● **PROBLEM A**
Do the following statements agree with the film review below? For each of (i), (ii), and (iii), answer yes or no and quote the words of the review that decide it.
(i) The review says the film tips over into spoof.
(ii) The review credits Steve Yedlin's cinematography with a rich fall palette.
(iii) The review says the mystery is meant to be solvable by observant viewers.

— Begin EXTRACT TO READ —

The Thrombeys like to claim Marta as a beloved part of the family, though while none of them will admit it aloud, they seem to know that she was closest to Harlan and resent her for it. In a running gag throughout the movie, not one of them can even be bothered to remember which South American country she immigrated from.

Writer-director Johnson has fun paying homage to classic works from the murder-mystery genre, from Agatha Christie and John Dickson Carr to "Murder She Wrote." While the film is consistently funny, it never tips over into spoof, and Johnson is obviously well-versed in the genre and takes it very seriously. As with many murder mystery plots, this one's not really meant to be solvable even by the most observant of viewers (though it always plays fair), so you're free to just go along for the ride.

Johnson is also a master of combining character, story, and whip-smart dialogue in a cleverly-constructed puzzle box plot that should delight mystery buffs. The narrative sometimes zigs when you expect it zag; we learn fairly early on who actually dunnit, but there are plenty more twists and surprises in store.

Like most of Johnson's films, "Knives Out" is even better on rewatch, and having had the opportunity to view the film a second time, I was able to better appreciate the way all the pieces fall into place. Even seemingly throwaway gags later prove to be of vital importance.

The entire ensemble — which also includes a rare cameo from Frank Oz, because in case you've forgotten, Johnson made a (pretty fantastic) "Star Wars" film not too long ago — is clearly having the time of their lives.

David Crank's intricate production design turns Thrombey's enormous mansion into a Gothic wonderland, filled to the brim with decorative weapons and the occasional secret passageway. The rich fall palette of Steve Yedlin's cinematography casts the film in shades of brown and umber. And I deeply covet the cast's wardrobe (especially Evans') which has them costumed in cozy layers and knitted sweaters.

The film remains a blast while sneaking in a bit of political commentary, as themes of class, wealth, and privilege bubble up to the surface along with plenty of digs at the general uselessness of the one-percent. It isn't subtle, but hey, sometimes subtlety is overrated.

With a terrifically game cast and Johnson's smart, funny script, "Knives Out" is a wickedly fun and immensely satisfying entertainment. I'm keeping my fingers crossed that we'll get to see the return of detective Benoit Blanc in a brand-new caper. And soon.

— End EXTRACT TO READ —

● **PROBLEM B**
Which lines of the records below contain the string "light"? Pick out every one of them.

— Begin GIVEN DATA —

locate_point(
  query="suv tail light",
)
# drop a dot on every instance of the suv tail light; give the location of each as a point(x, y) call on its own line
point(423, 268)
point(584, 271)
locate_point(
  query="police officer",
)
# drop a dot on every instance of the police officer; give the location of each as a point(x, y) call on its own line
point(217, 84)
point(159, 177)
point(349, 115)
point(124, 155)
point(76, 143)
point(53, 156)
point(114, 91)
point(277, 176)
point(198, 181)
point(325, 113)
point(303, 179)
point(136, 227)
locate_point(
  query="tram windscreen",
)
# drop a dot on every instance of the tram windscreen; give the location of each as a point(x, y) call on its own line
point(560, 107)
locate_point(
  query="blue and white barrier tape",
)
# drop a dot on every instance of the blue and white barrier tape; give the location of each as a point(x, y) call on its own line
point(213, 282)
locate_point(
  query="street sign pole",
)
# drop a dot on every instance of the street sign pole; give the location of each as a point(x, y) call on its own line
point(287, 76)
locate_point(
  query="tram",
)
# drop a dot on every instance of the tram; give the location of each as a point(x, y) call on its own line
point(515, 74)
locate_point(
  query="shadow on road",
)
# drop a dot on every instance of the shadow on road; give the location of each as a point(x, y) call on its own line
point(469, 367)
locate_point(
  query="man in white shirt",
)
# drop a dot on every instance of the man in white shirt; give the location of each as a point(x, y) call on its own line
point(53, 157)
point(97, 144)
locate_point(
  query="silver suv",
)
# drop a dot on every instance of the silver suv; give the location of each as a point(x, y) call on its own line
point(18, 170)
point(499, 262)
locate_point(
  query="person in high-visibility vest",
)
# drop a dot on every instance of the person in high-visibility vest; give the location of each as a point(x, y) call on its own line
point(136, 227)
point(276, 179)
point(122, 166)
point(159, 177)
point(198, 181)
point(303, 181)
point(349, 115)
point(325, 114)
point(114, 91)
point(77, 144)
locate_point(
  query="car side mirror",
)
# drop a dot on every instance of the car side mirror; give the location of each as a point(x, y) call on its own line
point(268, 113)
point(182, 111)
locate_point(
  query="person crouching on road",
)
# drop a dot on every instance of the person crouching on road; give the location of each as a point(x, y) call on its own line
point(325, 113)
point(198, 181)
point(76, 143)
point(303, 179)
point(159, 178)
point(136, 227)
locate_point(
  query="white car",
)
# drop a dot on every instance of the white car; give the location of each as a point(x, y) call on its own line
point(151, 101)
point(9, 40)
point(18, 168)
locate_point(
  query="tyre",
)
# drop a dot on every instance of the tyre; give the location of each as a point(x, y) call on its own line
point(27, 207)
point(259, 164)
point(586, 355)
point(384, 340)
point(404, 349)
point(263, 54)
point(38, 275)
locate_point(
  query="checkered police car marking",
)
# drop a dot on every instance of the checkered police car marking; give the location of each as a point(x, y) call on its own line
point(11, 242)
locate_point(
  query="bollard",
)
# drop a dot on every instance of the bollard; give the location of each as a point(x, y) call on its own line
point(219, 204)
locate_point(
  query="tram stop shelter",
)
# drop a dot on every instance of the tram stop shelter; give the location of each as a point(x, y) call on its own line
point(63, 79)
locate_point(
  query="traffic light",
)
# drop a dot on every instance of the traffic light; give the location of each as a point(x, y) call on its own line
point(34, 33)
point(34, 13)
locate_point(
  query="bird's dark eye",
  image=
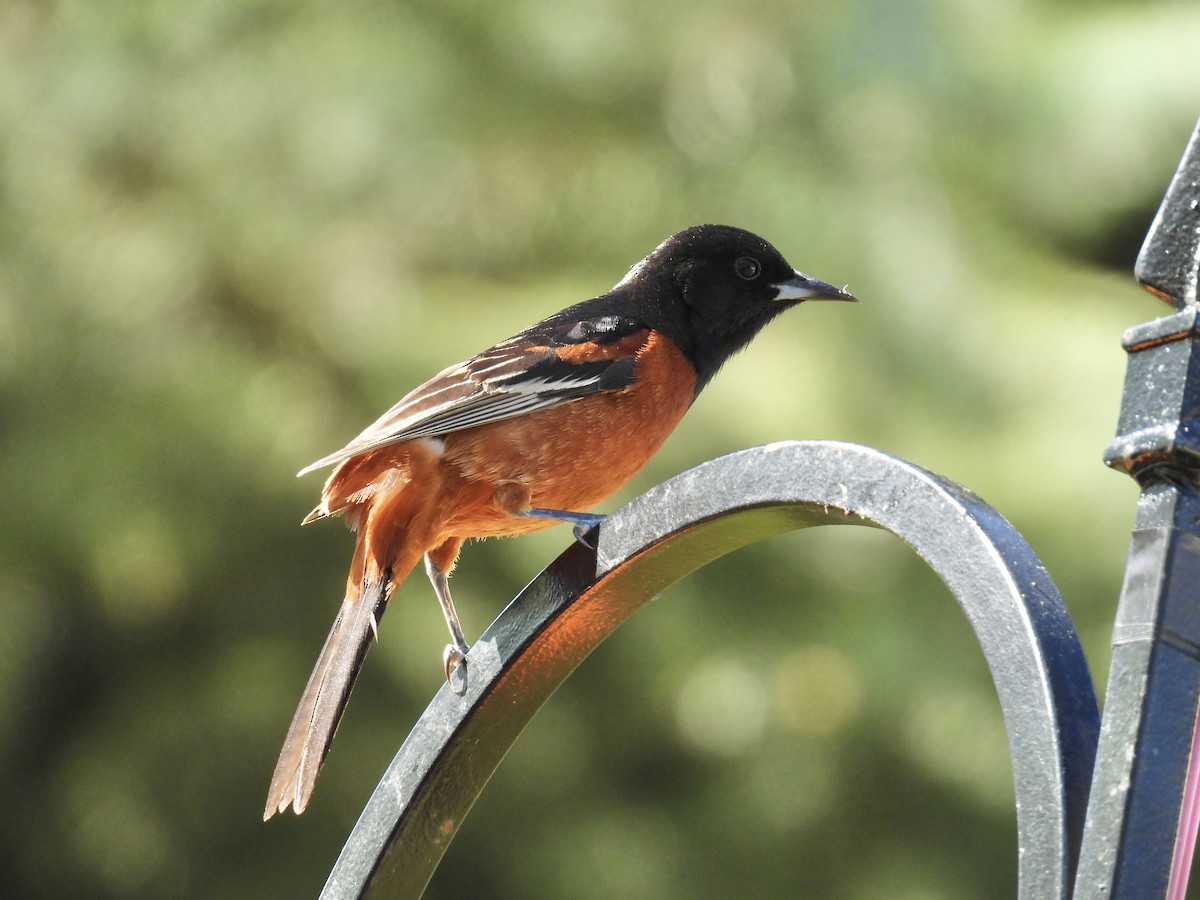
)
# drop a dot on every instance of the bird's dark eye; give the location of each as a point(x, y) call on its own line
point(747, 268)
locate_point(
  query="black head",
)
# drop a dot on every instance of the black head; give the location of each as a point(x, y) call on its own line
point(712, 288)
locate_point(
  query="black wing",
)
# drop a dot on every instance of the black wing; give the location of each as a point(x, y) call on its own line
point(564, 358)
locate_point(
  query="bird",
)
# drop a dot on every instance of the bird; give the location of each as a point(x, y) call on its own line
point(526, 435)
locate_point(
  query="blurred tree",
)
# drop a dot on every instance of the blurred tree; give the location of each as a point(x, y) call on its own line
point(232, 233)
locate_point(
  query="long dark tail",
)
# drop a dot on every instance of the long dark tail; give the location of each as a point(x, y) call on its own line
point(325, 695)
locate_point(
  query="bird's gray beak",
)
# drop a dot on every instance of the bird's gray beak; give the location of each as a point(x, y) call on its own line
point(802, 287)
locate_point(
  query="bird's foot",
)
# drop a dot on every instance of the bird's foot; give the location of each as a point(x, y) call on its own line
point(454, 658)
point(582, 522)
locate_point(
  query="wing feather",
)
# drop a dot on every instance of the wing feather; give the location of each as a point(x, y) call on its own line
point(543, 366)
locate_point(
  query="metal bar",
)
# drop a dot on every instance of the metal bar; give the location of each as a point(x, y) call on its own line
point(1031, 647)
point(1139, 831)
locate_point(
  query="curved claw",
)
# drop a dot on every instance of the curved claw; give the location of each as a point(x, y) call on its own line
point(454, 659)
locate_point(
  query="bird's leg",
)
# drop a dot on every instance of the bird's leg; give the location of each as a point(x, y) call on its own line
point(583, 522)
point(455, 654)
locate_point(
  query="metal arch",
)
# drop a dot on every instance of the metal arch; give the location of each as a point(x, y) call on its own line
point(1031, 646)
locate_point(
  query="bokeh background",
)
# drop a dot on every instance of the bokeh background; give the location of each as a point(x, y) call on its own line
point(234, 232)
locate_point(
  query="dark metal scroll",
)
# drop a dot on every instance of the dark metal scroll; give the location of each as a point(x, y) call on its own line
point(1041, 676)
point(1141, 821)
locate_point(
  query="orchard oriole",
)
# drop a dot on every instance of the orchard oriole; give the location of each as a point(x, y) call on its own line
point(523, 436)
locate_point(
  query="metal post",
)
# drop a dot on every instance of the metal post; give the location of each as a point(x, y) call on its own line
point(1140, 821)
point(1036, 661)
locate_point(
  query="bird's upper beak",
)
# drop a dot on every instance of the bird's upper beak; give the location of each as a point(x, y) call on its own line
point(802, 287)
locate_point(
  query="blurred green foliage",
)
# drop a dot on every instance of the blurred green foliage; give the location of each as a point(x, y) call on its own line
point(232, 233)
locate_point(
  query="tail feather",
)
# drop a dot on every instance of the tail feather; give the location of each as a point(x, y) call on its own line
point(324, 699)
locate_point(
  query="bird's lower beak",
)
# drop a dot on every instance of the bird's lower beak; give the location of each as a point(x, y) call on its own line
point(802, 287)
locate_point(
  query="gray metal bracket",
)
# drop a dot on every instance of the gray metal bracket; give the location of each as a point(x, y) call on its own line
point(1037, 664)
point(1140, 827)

— End GIVEN DATA —

● **EXPECTED ANSWER A**
(i) No: "it never tips over into spoof"
(ii) Yes: "The rich fall palette of Steve Yedlin's cinematography casts the film in shades of brown and umber"
(iii) No: "this one's not really meant to be solvable even by the most observant of viewers"

● **EXPECTED ANSWER B**
  query="suv tail light",
# drop a dot on every instance of the suv tail light; give the location of each as a point(x, y) call on its own line
  query="traffic light",
# drop a dot on every instance of the traffic light; give the location of each as a point(x, y) call on its own line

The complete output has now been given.